§ **THE TASK**
Reproduce the lines from the one containing "of the fish." through the end of the records, inclusive, keeping the requests and their format samples unchanged but rescaling every x and y coordinate in the answers by 2.45 and rounding each to a whole number, with halves rounded up. Leave the pictures out of your output.

***** GIVEN ENTRIES *****

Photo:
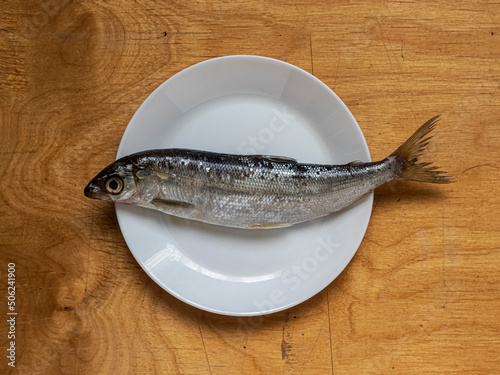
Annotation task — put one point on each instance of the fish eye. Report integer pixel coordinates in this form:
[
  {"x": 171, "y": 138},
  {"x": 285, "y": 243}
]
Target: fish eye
[{"x": 114, "y": 185}]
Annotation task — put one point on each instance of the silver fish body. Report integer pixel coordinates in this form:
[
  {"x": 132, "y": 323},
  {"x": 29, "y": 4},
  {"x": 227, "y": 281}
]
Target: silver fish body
[{"x": 242, "y": 191}]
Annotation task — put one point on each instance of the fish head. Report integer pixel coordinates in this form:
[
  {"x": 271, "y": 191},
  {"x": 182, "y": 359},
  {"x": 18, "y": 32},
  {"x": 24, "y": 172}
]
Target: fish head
[{"x": 115, "y": 183}]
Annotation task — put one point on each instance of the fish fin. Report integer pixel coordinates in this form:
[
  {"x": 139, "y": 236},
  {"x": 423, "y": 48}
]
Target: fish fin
[
  {"x": 171, "y": 204},
  {"x": 270, "y": 226},
  {"x": 356, "y": 162},
  {"x": 408, "y": 153},
  {"x": 276, "y": 159}
]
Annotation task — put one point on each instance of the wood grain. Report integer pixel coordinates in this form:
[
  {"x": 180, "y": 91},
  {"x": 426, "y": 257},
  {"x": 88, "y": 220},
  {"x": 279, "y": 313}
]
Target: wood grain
[{"x": 421, "y": 294}]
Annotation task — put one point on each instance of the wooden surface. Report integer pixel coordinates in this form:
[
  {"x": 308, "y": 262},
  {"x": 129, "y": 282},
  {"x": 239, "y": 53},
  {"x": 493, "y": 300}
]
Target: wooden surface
[{"x": 421, "y": 296}]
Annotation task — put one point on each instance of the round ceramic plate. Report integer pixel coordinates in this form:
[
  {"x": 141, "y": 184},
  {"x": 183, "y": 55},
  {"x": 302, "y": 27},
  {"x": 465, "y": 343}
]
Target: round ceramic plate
[{"x": 245, "y": 105}]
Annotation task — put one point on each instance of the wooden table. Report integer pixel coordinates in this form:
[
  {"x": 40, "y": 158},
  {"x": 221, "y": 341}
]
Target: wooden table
[{"x": 421, "y": 296}]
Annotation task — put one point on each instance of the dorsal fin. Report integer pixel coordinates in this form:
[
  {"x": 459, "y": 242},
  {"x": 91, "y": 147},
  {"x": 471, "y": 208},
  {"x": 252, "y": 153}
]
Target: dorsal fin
[{"x": 356, "y": 162}]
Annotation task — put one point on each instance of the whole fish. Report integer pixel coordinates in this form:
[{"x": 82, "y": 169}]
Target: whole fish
[{"x": 254, "y": 191}]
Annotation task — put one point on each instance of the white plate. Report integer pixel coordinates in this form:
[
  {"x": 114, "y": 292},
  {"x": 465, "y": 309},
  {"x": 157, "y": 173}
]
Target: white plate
[{"x": 252, "y": 105}]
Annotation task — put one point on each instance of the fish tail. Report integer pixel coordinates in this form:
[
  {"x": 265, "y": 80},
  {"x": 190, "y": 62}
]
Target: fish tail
[{"x": 408, "y": 153}]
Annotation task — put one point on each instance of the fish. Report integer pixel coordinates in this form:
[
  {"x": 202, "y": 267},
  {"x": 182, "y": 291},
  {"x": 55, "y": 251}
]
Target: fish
[{"x": 255, "y": 191}]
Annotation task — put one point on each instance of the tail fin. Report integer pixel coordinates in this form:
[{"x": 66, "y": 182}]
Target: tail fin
[{"x": 409, "y": 152}]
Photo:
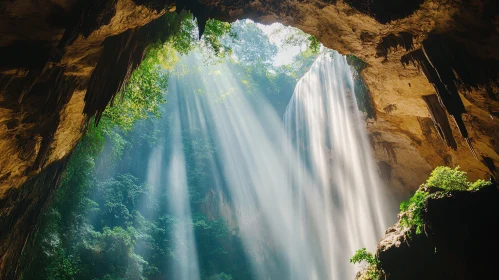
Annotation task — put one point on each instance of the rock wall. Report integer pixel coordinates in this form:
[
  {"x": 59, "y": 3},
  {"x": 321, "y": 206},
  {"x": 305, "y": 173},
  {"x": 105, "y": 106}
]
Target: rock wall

*****

§ **FINAL RESULT**
Annotation task — put one point on each instance of the fish. Report integer pixel coordinates in this form:
[
  {"x": 202, "y": 267},
  {"x": 182, "y": 291},
  {"x": 55, "y": 251}
]
Target: fish
[{"x": 625, "y": 468}]
Annotation task — put one point on each instance of the tail fin. Report integer pixel coordinates in this form:
[{"x": 66, "y": 182}]
Target: tail fin
[{"x": 1002, "y": 372}]
Photo:
Annotation task — put one point on each instance of the rock wall. Report integer pixel coordinates in this form:
[
  {"x": 59, "y": 3},
  {"x": 321, "y": 206},
  {"x": 305, "y": 173},
  {"x": 105, "y": 106}
]
Target: rock wall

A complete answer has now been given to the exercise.